文本摘录 -
------------------------------------------------

多模态评估：结合文本描述和UI截图，量化设计质量和相关性。
设计建议生成：根据评估结果，生成自然语言设计建议。
大规模数据集训练：使用自动化爬取、合成增强和人工评分构建的大规模数据集进行训练。
高一致性：在与人类设计师评估结果的对比中，与真实排名的一致性最高。

📦 安装指南

文档中未提及具体安装步骤，故跳过该章节。

📚 详细文档

模型描述

UIClip是一个旨在根据文本描述量化用户界面（UI）截图的设计质量和相关性的模型。该模型还可用于生成自然语言设计建议（详见论文）。这是在UIST 2024上发表的论文“UIClip: A Data-driven Model for Assessing User Interface Design”（https://arxiv.org/abs/2404.12500）中描述的模型。

用户界面（UI）设计对于确保应用程序的可用性、可访问性和美学品质是一项困难但重要的任务。在论文中，我们开发了一个机器学习模型UIClip，用于根据UI的截图和自然语言描述评估其设计质量和视觉相关性。为了训练UIClip，我们结合了自动爬取、合成增强和人工评分，构建了一个大规模的UI数据集，按描述整理并按设计质量排名。通过在该数据集上进行训练，UIClip隐式地学习了好设计和坏设计的属性，具体通过以下两种方式：i) 分配一个代表UI设计相关性和质量的数值分数；ii) 提供设计建议。在一项将UIClip和其他基线模型的输出与12位人类设计师评估的UI进行比较的评估中，我们发现UIClip与真实排名的一致性最高。最后，我们展示了三个示例应用，说明了UIClip如何促进依赖于即时评估UI设计质量的下游应用：i) UI代码生成；ii) UI设计提示生成；iii) 质量感知的UI示例搜索。

------------------------------------------------

数据条目 -

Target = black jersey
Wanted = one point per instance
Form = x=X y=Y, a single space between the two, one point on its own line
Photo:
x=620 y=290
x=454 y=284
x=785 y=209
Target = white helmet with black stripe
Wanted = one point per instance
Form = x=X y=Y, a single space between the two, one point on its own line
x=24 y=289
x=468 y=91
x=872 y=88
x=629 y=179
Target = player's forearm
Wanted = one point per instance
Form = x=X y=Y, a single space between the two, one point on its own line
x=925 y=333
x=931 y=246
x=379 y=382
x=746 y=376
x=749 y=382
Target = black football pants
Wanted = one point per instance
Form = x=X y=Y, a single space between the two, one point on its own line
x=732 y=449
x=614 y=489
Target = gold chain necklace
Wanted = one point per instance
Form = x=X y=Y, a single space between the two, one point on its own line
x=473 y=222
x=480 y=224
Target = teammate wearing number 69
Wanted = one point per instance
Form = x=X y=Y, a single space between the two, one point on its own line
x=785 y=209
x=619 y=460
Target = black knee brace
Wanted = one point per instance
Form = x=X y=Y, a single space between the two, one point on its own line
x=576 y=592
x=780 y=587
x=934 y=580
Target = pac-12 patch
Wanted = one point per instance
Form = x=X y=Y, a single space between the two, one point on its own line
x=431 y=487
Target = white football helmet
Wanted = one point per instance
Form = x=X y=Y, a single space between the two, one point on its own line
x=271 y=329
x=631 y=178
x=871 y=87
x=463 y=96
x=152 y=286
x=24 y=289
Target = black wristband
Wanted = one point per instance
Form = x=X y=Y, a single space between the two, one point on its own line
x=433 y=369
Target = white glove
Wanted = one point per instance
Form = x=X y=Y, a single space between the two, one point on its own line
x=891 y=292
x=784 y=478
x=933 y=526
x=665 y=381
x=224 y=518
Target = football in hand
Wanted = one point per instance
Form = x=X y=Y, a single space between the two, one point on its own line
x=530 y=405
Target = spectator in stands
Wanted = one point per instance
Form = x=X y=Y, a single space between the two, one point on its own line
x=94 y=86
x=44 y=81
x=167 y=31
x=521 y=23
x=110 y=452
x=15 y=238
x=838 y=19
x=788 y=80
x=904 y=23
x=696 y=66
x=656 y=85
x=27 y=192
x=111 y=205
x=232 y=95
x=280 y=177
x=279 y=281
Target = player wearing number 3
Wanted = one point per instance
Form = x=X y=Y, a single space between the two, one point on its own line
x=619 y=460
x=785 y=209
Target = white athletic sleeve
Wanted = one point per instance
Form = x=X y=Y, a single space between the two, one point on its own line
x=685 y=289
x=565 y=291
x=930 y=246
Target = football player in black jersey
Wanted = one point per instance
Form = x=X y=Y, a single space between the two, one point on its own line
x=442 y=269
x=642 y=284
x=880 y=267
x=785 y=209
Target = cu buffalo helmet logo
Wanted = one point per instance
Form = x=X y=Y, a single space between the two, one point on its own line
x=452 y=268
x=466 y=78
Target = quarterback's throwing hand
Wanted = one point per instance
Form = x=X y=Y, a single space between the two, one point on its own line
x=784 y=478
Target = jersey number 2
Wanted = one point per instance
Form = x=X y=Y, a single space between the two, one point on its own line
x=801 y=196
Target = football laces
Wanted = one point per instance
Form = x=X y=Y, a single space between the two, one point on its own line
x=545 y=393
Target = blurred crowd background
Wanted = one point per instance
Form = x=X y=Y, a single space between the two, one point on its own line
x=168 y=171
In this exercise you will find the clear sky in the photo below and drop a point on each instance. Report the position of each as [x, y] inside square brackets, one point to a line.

------------------------------------------------

任务说明 - 根据上面的UIClip介绍，在与UIClip输出进行比较的评估中，UI是由多少位人类设计师评估的？

回答区 - 由12位人类设计师评估。